**Requirements**
Write out every line of the material as it stands, apart from the pictures.

= = = = =

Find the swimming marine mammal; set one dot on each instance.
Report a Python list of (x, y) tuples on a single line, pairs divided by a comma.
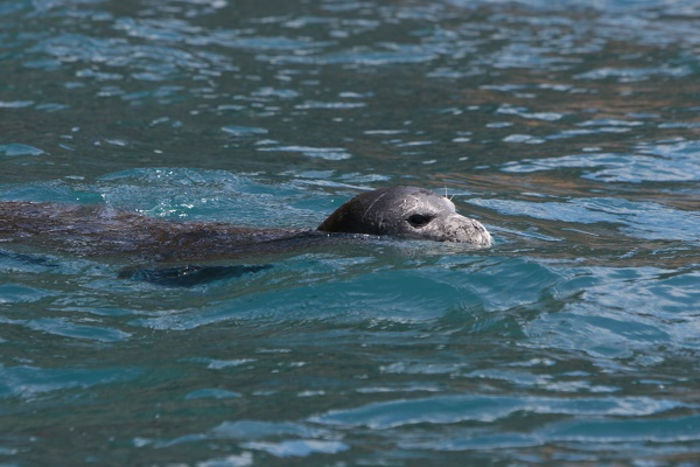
[(98, 230)]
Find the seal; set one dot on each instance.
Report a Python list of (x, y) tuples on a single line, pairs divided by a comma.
[(406, 212), (97, 230)]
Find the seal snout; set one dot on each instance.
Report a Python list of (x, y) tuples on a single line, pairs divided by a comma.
[(406, 212)]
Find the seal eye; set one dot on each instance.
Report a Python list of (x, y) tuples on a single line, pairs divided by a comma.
[(418, 220)]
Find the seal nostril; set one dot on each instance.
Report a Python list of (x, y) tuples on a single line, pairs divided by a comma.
[(418, 220)]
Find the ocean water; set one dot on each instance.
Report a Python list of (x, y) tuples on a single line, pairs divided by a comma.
[(571, 129)]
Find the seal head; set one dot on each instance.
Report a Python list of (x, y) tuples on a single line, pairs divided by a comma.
[(406, 212)]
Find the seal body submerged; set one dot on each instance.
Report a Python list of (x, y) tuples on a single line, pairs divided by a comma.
[(405, 212)]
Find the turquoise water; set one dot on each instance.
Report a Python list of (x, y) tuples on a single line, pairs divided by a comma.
[(570, 129)]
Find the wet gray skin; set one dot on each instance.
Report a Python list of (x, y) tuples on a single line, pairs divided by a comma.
[(406, 212)]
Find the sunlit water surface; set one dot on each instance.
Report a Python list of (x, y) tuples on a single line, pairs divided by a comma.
[(571, 129)]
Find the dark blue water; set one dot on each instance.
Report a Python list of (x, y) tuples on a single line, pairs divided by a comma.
[(570, 129)]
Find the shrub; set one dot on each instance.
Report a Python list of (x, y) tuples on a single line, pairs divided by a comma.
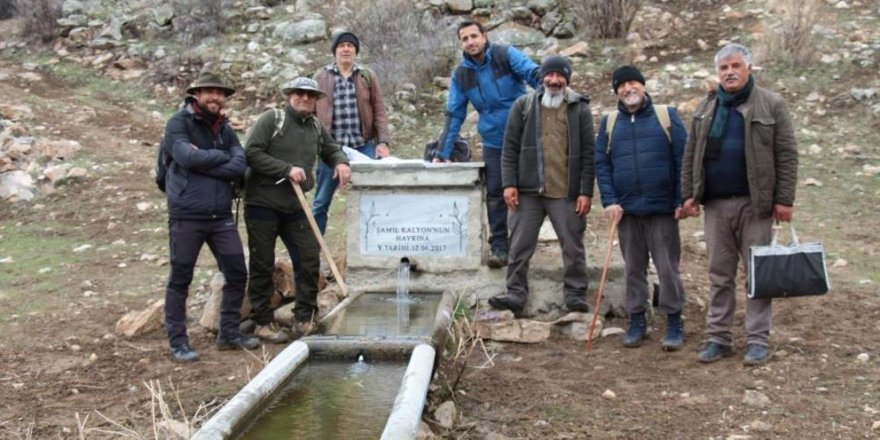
[(38, 18), (195, 20), (403, 43), (605, 18), (788, 34)]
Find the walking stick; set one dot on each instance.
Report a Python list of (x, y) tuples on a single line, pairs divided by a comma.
[(601, 285), (329, 257)]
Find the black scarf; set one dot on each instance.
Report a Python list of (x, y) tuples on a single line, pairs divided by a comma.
[(723, 103)]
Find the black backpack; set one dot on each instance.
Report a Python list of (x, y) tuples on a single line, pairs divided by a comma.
[(461, 150)]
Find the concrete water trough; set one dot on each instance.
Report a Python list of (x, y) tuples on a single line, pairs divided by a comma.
[(353, 381)]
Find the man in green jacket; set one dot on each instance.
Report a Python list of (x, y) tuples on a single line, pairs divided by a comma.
[(547, 171), (740, 162), (281, 151)]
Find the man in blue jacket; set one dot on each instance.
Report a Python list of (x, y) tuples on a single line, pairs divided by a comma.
[(638, 169), (490, 77), (206, 158)]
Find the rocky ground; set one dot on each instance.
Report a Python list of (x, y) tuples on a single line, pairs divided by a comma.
[(80, 120)]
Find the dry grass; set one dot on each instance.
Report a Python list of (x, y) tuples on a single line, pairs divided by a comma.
[(38, 18), (604, 18), (788, 35), (399, 41)]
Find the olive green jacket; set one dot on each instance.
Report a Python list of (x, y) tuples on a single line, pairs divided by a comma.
[(300, 142), (770, 149)]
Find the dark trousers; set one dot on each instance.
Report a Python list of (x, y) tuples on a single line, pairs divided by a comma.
[(525, 225), (657, 236), (265, 226), (496, 210), (186, 238)]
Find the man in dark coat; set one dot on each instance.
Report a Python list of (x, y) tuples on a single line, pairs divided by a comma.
[(206, 158), (638, 168)]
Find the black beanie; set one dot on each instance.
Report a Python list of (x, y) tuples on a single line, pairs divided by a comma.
[(558, 64), (626, 73), (344, 37)]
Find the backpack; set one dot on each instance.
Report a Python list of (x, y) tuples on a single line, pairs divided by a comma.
[(461, 151), (662, 113), (164, 159)]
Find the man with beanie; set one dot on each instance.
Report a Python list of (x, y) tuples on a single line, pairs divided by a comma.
[(638, 168), (281, 151), (740, 162), (490, 77), (206, 158), (353, 111), (547, 171)]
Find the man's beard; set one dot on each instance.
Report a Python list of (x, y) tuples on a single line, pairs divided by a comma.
[(552, 100)]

= = = = =

**Output of the task**
Find the swimming marine mammal; set one dot on each instance.
Report a Python list of (x, y) tuples on a single line, pairs divided by a comma.
[(98, 230)]
Find the seal; set one dot on each instance.
Report a Python list of (x, y) tuples on a single line, pairs divided by a comma.
[(406, 212), (97, 230)]
Find the seal snout; set one dot on each instance.
Report a Python list of (x, y) tuples on a single line, pairs divided by a comma.
[(406, 212)]
Find the seal eye; set one dot on each instance.
Report a Python list of (x, y) tuples on a single line, pairs divided by a comma.
[(418, 220)]
Find the seal nostril; set one dot on each instance.
Report a Python list of (x, y) tuples on a single line, pairs divided by a comma.
[(418, 220)]
Find the ocean water; set one dot on each instance.
Report a Python list of (x, y) tuples on a single line, pairs divided by a comma.
[(571, 129)]
Find the seal head; set one dot on each instance.
Report a Python list of (x, y) tuples on a single line, pairs divided by a comma.
[(406, 212)]
Find the seal body submerged; set one dot on each instance.
Report a Python list of (x, y) tuples on a single line, pairs divided by a comma.
[(405, 212)]
Find the turquoise water; set one dot on each instance.
Report a Python list of (x, y) tuples on a single line, pairs divided by a comma.
[(570, 129)]
Find the wet gray skin; set one dot on each instance.
Report a Python list of (x, y) tuples on a single line, pairs divided by a comma.
[(406, 212)]
Find the sunlit water surface; set one dot on each instance.
Report a Python list of (x, y) tuples on a single line, pairs divided by a comma.
[(571, 129)]
Find the dark blue water; set one dot on each instance.
Report a Python list of (x, y) tuples on a single line, pairs divided by a comma.
[(570, 129)]
Find the shrub; set one dot on each instance.
Report a Python list of (x, y) tuples on a single line, pairs divided by a comma.
[(38, 18), (195, 20), (403, 43), (605, 18), (788, 34)]
Find the walking stick; set one dot on each instance.
Report a Python list of (x, y) tuples on a single line, pairs divided by a comma.
[(601, 285), (329, 257)]
Find the black scarf; set one dot on each instance.
Report a Python list of (x, y) tuples on a single line, pairs divided by a comma.
[(723, 103)]
Find the black backpack; set one dot on each instance.
Report a Python list of (x, y) tuples on a single line, pairs divided by a comma.
[(461, 150)]
Find the concrete water trough; set one dot on each instance.
Report a Python list of (x, y) tuples on a single line, pairs divided by a comma.
[(353, 381)]
Find the man in green jacket; set one dot on each instance.
Report a Python list of (x, y) tuples on a single line, pairs divided by a comma.
[(547, 171), (740, 162), (281, 151)]
Find the man in blue jacket; set one dot on each instance.
Report a Python list of (x, y) tuples on a single line, pairs divided by a comma.
[(638, 169), (490, 77), (206, 158)]
Find the rocky ground; set one dot on each instance.
Report a Python list of (x, y) tuples on a single line, pairs divided by a comma.
[(80, 120)]
Find the dry grass; set one dot on each instance.
Report a Python list of (x, y) tuples on a single line, pairs divided by a comma.
[(38, 18), (604, 18), (788, 35), (399, 41)]
Find the olive green jacket; set one dot on each instance.
Report a Python list of (x, y) tuples on a single line, pairs divided by a comma.
[(300, 142), (770, 149)]
Find the dark trousers; set one dot on each instance.
Report a Python list of (x, y) tuples on a single line, pairs divided by a comma.
[(525, 225), (657, 236), (265, 226), (496, 210), (186, 238)]
Find the man in dark coat; set one dot on each instance.
Report a Python list of (x, y) tuples on a single line, pairs divided by a comma.
[(206, 158), (638, 168)]
Find the black beanie; set one dot on each instance.
Report a Python list of (x, y) tuples on a single line, pairs divided by a comma.
[(558, 64), (626, 73), (344, 37)]
Find the backpack; set one dot on each instance.
Report a Python list of (x, y) tuples on a single line, pairs divided by a comma.
[(461, 151), (662, 113), (164, 159)]
Find the man with beanie; set one dot on each instance.
Report a Python list of (x, y) tuples on a single line, pairs divided by a comma.
[(638, 168), (281, 151), (740, 162), (490, 77), (206, 158), (353, 111), (547, 171)]
Find the man's beard; set one dot on each instance.
Report a Python list of (x, y) tuples on a single line, pairs divided by a comma.
[(552, 100)]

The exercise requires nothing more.